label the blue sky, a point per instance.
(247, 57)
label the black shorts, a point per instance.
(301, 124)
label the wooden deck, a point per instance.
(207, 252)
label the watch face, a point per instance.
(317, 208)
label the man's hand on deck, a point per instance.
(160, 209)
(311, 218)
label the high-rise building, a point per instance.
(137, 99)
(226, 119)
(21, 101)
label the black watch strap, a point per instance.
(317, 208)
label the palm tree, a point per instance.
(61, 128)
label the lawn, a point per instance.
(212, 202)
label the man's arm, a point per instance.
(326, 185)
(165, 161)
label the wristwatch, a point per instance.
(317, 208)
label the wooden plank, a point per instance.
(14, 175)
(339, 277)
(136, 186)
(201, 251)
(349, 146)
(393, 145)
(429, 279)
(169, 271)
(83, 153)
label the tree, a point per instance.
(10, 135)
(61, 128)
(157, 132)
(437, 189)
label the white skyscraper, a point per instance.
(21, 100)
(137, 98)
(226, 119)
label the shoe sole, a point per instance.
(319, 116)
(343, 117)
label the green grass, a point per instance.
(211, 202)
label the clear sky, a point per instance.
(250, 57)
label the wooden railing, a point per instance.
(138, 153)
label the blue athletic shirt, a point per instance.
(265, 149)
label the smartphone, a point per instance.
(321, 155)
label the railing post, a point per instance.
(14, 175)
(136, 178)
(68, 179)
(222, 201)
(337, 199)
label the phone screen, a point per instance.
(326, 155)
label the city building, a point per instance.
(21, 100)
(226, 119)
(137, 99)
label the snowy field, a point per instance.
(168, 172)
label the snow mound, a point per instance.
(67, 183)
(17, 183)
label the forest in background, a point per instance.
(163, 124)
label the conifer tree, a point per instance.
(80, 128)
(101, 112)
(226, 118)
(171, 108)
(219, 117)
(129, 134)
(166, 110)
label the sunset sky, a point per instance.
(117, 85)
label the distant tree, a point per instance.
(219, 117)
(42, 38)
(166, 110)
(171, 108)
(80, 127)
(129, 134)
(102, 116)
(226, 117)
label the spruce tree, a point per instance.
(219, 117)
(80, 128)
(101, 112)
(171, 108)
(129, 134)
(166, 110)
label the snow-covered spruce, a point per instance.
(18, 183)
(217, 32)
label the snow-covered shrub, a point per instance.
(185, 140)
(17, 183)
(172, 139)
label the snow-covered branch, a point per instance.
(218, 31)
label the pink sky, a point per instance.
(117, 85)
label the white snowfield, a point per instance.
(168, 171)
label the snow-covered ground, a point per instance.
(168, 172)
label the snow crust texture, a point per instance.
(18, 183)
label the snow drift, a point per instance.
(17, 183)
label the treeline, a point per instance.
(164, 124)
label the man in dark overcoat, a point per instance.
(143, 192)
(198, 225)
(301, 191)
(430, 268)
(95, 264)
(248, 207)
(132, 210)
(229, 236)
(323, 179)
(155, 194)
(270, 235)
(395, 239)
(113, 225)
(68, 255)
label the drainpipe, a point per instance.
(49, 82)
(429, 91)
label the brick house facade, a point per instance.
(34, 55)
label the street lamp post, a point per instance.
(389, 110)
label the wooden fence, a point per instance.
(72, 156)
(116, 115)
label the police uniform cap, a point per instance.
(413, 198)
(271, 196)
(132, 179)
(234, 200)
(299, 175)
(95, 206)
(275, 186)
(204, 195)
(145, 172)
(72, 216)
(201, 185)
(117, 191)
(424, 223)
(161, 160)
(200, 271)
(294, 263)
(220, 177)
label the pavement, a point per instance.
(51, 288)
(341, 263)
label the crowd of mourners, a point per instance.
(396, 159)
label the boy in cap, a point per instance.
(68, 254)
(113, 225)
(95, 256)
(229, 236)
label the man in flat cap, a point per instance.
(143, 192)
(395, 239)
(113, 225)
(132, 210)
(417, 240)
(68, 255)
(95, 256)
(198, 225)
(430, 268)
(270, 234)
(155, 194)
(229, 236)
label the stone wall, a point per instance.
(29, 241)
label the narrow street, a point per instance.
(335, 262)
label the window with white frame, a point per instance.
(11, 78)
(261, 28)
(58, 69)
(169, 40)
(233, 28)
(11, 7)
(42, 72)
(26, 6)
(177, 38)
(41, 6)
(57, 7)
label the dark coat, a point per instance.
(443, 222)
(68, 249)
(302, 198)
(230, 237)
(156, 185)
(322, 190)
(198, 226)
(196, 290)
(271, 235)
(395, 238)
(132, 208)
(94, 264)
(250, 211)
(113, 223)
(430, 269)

[Directions for this task]: Copy every line above without changes.

[Response to this task]:
label the blue sky, a point per instance.
(247, 57)
label the black shorts, a point per instance.
(301, 124)
label the wooden deck, a point per instance.
(207, 252)
label the watch face, a point per instance.
(317, 208)
label the man's hand on deck, a point per instance.
(160, 209)
(311, 218)
label the high-rise building, a point per instance.
(137, 99)
(226, 119)
(21, 101)
label the black watch strap, a point per instance.
(317, 208)
label the palm tree, a point per instance.
(61, 128)
label the lawn, a point per instance.
(212, 202)
label the man's arm, a point per instance.
(326, 185)
(165, 161)
label the wristwatch, a point per instance.
(317, 208)
label the wooden plank, a point per instance.
(14, 175)
(339, 277)
(136, 186)
(201, 251)
(349, 146)
(393, 145)
(429, 279)
(169, 271)
(83, 153)
label the tree, a point per instance.
(10, 135)
(61, 128)
(157, 132)
(437, 189)
label the white skyscraper, a point per instance.
(21, 100)
(137, 98)
(226, 119)
label the shoe sole, a point per instance.
(319, 116)
(343, 117)
label the green grass, a point per instance.
(211, 202)
label the clear sky, a point per instance.
(250, 57)
label the wooden railing, a point per instance.
(138, 153)
label the blue athletic shirt, a point per instance.
(265, 149)
label the smartphone, a point per instance.
(321, 155)
label the railing post, a point per instance.
(14, 175)
(136, 178)
(68, 179)
(222, 201)
(337, 199)
label the phone screen, a point per instance.
(326, 155)
label the city building, a point per instance.
(21, 100)
(226, 119)
(137, 99)
label the snowy field, a point per instance.
(168, 172)
label the snow mound, a point per instance.
(67, 183)
(17, 183)
label the forest in background, a point per instance.
(163, 124)
label the conifer tree, a point per instance.
(80, 128)
(101, 112)
(226, 118)
(171, 108)
(219, 117)
(129, 134)
(166, 110)
label the sunset sky, a point per instance.
(117, 85)
label the distant tree, a point per instance.
(219, 117)
(42, 38)
(166, 110)
(171, 108)
(80, 127)
(129, 134)
(102, 116)
(226, 117)
label the spruce tree, a point per instance.
(219, 117)
(80, 128)
(101, 112)
(171, 108)
(129, 134)
(166, 110)
label the snow-covered spruce, a point per instance.
(18, 183)
(217, 32)
label the snow-covered shrub, a point per instance.
(185, 140)
(17, 183)
(172, 139)
label the snow-covered branch, a point per instance.
(218, 31)
label the pink sky, a point per instance.
(117, 85)
label the white snowfield, a point per instance.
(168, 171)
label the snow-covered ground, a point per instance.
(168, 172)
label the snow crust texture, a point per instance.
(18, 183)
label the snow drift, a point per instance.
(17, 183)
label the treeline, a point per instance.
(164, 124)
label the man in dark overcoat, a point per instance.
(143, 192)
(198, 225)
(301, 191)
(430, 268)
(95, 264)
(248, 207)
(132, 210)
(229, 236)
(323, 179)
(155, 194)
(270, 235)
(395, 239)
(113, 225)
(68, 255)
label the drainpipe, a point per instance.
(49, 82)
(429, 91)
label the brick house facade, a point per instance.
(34, 55)
label the street lamp post, a point per instance.
(389, 110)
label the wooden fence, a point per instance.
(72, 156)
(116, 115)
label the police uniform cap, a point per instance.
(413, 198)
(271, 196)
(132, 179)
(234, 200)
(299, 175)
(95, 206)
(275, 186)
(204, 195)
(145, 172)
(72, 216)
(201, 185)
(117, 191)
(424, 223)
(161, 160)
(200, 271)
(294, 263)
(220, 177)
label the pavement, a point per instance.
(51, 288)
(341, 263)
label the crowd of mourners, a point per instance.
(396, 159)
label the boy in cap, a point per instance.
(68, 254)
(113, 225)
(95, 256)
(229, 236)
label the man in flat cap, a point per instance.
(143, 192)
(395, 239)
(113, 225)
(132, 210)
(417, 240)
(68, 255)
(95, 256)
(198, 225)
(430, 268)
(270, 234)
(155, 194)
(229, 236)
label the stone wall, a point per instance.
(29, 241)
label the narrow street, a point per instance.
(335, 262)
label the window with white frame, a point per instance.
(11, 78)
(261, 28)
(58, 69)
(169, 40)
(233, 28)
(11, 7)
(42, 72)
(26, 6)
(177, 38)
(41, 6)
(57, 7)
label the dark coat, a point per instance.
(443, 222)
(68, 249)
(302, 198)
(230, 237)
(156, 185)
(322, 190)
(198, 226)
(196, 290)
(271, 235)
(395, 238)
(132, 208)
(94, 264)
(250, 211)
(113, 223)
(430, 269)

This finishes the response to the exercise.